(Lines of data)
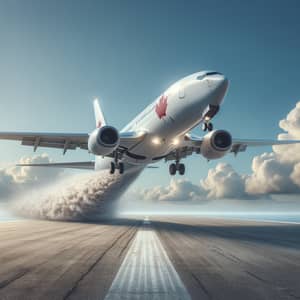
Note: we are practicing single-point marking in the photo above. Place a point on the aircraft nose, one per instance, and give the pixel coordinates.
(219, 85)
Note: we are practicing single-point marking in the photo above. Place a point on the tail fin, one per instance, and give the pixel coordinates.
(100, 120)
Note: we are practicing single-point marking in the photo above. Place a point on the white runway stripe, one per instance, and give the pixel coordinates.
(147, 272)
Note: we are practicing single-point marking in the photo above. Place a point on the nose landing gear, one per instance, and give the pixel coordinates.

### Stated exercise
Swap "pixel coordinates" for "image coordinates" throughout the entries above and give them again with nothing else changed. Leave the pictures out of the answer.

### Reply
Note: we are practicing single-point marking in the photo above. Place a point on the aircraft nose, one per instance, and give the image coordinates.
(219, 85)
Note: we are practicing single-point marking in the photo above. Place a point on the tail fin, one per instance, and give the image coordinates.
(100, 120)
Note: we are practicing single-point marking in the photo above. Place a point on the white runway stripe, one per instance, and give the image coordinates.
(147, 272)
Note: we are practicing single-point marking in the photo above. Place a point on the nose landing gear, one per instance, and give the image coordinates.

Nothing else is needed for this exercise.